Raw records:
________

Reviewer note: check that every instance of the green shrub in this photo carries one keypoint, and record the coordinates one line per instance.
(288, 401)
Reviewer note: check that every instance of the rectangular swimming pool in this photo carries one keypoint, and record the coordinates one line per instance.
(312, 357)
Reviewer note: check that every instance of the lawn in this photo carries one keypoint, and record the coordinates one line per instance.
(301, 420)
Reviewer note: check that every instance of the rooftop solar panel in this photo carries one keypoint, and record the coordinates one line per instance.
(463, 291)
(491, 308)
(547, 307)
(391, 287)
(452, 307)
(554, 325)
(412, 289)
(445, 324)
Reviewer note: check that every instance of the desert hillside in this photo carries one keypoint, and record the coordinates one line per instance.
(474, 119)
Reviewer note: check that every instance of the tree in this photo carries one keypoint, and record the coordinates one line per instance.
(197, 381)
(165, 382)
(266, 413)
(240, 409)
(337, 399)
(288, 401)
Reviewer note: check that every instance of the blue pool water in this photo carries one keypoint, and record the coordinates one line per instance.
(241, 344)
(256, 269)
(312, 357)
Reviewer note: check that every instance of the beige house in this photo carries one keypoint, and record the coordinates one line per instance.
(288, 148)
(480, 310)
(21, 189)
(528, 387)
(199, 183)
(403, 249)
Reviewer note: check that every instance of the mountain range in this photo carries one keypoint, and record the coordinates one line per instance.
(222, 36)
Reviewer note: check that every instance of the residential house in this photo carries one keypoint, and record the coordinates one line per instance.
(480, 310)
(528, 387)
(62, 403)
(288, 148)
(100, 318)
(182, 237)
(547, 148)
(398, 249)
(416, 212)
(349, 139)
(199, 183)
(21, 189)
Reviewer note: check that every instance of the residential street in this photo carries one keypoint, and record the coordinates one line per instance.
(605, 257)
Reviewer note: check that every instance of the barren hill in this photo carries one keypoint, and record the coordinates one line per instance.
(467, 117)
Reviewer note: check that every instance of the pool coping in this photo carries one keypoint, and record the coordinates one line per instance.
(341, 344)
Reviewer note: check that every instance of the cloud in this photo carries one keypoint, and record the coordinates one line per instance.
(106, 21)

________

Set problem: Reproduce the records from the line containing "Reviewer note: check that every instance of the cloud" through the end of the records, both included, with the request line unchanged. Shift every coordinate in the answers by adding -98 to each number.

Exercise answer:
Reviewer note: check that every instance of the cloud in this photo carries one keypoint, and record the coordinates one line per instance.
(8, -77)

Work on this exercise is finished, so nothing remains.